> Directions for this task
Each line of the data below either holds "background" or does not. Report how many do, and only that.

> Input data
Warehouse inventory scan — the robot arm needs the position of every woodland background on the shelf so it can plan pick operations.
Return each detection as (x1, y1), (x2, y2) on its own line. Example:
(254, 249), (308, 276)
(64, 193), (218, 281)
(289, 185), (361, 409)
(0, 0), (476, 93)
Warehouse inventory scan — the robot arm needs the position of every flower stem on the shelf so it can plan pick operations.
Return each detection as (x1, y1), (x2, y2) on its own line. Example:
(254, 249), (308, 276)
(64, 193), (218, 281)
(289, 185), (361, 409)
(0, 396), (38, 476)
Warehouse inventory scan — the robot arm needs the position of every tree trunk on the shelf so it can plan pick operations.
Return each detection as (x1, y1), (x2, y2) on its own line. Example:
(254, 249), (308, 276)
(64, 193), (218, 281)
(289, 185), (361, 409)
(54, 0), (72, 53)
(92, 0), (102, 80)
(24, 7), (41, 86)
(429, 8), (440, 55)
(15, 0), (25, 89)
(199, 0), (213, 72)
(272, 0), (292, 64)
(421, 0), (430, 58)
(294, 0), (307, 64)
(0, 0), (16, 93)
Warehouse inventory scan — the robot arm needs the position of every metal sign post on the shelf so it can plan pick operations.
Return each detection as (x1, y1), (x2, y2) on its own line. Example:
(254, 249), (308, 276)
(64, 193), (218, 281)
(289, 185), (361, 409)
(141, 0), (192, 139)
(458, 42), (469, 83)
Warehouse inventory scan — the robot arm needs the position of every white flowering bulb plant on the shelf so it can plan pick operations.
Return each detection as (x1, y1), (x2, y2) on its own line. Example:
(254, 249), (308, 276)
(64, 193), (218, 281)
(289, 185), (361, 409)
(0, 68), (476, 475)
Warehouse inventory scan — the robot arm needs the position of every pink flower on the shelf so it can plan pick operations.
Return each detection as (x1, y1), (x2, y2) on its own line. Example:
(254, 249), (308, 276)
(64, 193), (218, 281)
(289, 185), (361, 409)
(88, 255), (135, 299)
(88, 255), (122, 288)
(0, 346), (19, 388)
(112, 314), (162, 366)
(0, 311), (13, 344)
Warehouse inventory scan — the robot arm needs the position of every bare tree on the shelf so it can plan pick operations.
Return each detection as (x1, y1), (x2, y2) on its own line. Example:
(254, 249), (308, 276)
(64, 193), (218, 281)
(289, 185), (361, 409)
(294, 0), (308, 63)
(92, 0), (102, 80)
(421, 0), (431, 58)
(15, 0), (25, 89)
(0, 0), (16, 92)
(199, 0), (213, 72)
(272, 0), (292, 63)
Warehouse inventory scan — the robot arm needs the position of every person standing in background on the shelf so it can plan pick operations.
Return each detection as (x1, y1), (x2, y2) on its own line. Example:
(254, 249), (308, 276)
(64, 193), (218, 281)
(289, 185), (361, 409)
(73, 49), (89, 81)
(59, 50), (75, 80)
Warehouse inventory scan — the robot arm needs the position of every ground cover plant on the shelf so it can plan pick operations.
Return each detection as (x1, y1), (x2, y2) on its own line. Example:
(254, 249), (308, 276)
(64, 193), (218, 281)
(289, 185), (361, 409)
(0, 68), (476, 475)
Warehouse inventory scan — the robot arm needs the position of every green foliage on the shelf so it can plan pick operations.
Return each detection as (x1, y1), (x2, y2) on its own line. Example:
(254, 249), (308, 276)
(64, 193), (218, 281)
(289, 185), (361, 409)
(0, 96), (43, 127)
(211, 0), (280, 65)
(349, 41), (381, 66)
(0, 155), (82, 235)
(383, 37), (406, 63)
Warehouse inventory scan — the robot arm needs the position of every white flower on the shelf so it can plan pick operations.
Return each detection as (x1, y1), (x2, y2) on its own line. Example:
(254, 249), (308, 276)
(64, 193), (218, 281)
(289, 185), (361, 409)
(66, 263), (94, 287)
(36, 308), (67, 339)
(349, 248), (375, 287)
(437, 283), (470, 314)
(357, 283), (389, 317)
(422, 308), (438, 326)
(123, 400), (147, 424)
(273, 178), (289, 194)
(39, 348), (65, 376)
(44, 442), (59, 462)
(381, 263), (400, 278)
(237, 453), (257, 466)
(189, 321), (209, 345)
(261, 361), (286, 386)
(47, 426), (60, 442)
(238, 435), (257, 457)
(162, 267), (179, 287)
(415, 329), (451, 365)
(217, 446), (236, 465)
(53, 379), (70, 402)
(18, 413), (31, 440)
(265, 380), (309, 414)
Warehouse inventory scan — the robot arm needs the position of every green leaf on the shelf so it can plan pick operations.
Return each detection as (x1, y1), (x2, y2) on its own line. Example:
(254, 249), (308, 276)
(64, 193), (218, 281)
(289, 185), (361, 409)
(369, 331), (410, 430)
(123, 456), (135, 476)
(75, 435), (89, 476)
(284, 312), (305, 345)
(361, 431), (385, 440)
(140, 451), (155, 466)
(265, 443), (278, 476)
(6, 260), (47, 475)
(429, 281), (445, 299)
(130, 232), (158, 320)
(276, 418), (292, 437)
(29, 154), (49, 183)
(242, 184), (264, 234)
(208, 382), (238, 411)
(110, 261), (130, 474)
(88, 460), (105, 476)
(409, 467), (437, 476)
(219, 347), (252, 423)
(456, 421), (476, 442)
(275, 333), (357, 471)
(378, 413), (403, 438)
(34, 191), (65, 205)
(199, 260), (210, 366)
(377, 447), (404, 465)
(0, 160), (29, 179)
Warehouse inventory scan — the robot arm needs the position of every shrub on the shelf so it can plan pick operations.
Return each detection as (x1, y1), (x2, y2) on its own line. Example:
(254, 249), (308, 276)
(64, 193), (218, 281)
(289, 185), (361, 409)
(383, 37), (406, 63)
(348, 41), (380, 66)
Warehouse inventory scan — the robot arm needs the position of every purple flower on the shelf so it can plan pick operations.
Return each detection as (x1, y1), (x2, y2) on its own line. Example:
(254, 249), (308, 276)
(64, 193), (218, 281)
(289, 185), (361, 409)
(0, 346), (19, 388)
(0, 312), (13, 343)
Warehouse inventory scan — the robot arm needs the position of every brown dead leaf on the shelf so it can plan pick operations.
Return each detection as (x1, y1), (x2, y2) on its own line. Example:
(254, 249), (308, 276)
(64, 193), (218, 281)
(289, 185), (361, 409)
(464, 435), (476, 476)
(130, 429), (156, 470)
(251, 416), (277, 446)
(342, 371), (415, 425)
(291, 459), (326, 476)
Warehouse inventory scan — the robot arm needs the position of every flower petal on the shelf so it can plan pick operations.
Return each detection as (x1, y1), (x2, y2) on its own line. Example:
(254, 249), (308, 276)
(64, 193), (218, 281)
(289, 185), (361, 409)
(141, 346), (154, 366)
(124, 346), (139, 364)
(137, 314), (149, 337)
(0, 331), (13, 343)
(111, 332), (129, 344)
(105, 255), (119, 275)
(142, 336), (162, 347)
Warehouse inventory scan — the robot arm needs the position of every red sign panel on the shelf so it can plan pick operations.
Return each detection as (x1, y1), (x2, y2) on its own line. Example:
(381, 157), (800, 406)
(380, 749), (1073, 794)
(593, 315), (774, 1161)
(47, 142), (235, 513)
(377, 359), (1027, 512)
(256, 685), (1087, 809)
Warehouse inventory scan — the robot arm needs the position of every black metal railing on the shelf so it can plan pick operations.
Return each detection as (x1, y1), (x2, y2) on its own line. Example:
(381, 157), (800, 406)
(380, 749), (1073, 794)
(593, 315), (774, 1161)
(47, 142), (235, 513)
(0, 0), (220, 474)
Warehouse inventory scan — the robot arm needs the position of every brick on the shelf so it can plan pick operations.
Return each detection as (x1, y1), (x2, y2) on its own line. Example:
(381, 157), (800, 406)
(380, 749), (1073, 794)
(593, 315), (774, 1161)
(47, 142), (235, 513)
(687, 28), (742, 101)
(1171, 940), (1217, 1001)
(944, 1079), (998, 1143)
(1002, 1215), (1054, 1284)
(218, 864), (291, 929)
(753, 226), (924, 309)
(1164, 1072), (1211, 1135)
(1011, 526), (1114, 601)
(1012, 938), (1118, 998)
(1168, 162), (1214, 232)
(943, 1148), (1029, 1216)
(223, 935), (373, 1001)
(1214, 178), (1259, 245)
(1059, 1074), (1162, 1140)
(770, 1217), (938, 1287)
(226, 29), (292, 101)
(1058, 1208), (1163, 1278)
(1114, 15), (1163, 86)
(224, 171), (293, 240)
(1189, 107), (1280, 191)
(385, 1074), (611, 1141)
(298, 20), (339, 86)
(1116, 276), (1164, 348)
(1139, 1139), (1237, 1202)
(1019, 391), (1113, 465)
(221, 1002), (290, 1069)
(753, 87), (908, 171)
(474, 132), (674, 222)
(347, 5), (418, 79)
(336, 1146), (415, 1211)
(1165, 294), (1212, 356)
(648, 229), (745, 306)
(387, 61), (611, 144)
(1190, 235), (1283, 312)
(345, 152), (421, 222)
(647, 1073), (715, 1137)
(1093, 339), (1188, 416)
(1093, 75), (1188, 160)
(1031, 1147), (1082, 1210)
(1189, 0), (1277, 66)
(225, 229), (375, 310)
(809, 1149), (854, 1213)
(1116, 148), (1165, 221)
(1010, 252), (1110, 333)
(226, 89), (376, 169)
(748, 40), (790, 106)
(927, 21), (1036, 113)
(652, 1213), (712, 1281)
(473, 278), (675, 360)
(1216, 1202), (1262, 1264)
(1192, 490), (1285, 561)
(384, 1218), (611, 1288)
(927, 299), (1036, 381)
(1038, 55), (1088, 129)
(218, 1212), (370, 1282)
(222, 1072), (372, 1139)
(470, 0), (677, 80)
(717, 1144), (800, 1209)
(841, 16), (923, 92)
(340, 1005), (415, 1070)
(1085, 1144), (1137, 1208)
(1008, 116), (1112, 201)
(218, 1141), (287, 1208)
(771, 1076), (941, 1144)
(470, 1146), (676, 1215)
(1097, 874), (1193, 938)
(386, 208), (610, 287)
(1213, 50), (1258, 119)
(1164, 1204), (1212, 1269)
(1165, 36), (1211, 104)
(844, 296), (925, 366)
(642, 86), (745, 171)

> Response box
2